(Excerpts of pointing data)
···

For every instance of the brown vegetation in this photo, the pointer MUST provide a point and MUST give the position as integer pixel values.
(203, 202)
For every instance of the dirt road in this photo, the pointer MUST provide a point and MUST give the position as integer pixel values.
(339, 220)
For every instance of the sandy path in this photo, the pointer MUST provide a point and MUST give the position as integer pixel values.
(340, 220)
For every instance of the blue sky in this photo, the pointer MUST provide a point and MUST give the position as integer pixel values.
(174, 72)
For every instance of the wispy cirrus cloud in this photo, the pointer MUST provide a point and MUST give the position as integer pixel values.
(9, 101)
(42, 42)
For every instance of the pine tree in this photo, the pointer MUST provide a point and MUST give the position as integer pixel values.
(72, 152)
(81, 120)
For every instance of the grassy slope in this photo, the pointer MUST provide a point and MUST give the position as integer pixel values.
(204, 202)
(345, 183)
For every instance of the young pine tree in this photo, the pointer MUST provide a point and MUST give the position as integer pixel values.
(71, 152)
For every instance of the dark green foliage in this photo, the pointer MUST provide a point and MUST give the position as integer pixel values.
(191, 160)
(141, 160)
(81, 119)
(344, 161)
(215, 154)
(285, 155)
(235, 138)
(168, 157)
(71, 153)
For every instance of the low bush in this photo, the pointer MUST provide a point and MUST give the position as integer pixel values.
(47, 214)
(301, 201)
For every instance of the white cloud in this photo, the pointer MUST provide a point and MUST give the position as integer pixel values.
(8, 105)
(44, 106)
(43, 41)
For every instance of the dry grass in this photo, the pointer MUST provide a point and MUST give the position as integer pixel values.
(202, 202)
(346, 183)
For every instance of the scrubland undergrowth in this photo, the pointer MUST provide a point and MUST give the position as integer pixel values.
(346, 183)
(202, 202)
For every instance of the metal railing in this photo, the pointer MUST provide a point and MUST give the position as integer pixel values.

···

Job:
Quote every line of the listing above word for word.

Answer to this exercise:
For every instance of the brown vegetation in this photo, the pointer MUST provide a point and MUST give the position as integer pixel values.
(203, 202)
For every instance of the dirt road in this photo, the pointer MUST provide a point and MUST give the position as integer pixel values.
(339, 220)
For every instance of the sandy path in this photo, the pointer MUST provide a point and MUST give the position as integer pixel values.
(340, 220)
For every instance of the blue sky in this photo, the pointer MUST provide a point and MUST give the position as integer pixel values.
(174, 72)
For every instance of the wispy cirrus cloud in this photo, the pointer MUST provide a point and MUST give the position as integer pixel values.
(9, 101)
(42, 42)
For every instance of the pine tree in this photo, the pointer MUST provide a point and MUST give the position as integer pixel values.
(72, 152)
(81, 120)
For every instance of the grassy slope in this photo, the pointer MUST provide a point and MUST give the position as integer pixel values.
(204, 202)
(345, 183)
For every instance of the young pine tree in this photo, the pointer MUST provide a point and MUST give the position as integer pixel values.
(71, 152)
For every instance of the dark green foliage in this photo, the pointer MUST provide a point and MUST give the position as integer pixel values.
(191, 160)
(141, 160)
(81, 119)
(344, 161)
(215, 154)
(285, 155)
(235, 138)
(168, 157)
(71, 153)
For every instance of the low bush in this photo, the pointer MUST provide a point and MUST give the position as integer pixel values.
(47, 214)
(301, 201)
For every instance of the white cloud in this photo, the pointer MUST provide a point and MUST give the position as integer pixel values.
(8, 105)
(44, 106)
(43, 41)
For every instance of the dry grass in this photo, the pointer MUST provide a point and MUST give the position as integer pixel values.
(202, 202)
(346, 183)
For every instance of the scrubland undergrowth in this photo, the pointer MUST provide a point and MUST give the position as integer pixel values.
(346, 183)
(202, 202)
For every instance of the metal railing in this photo, the pointer MUST provide a point and MUST give the position as integer pixel values.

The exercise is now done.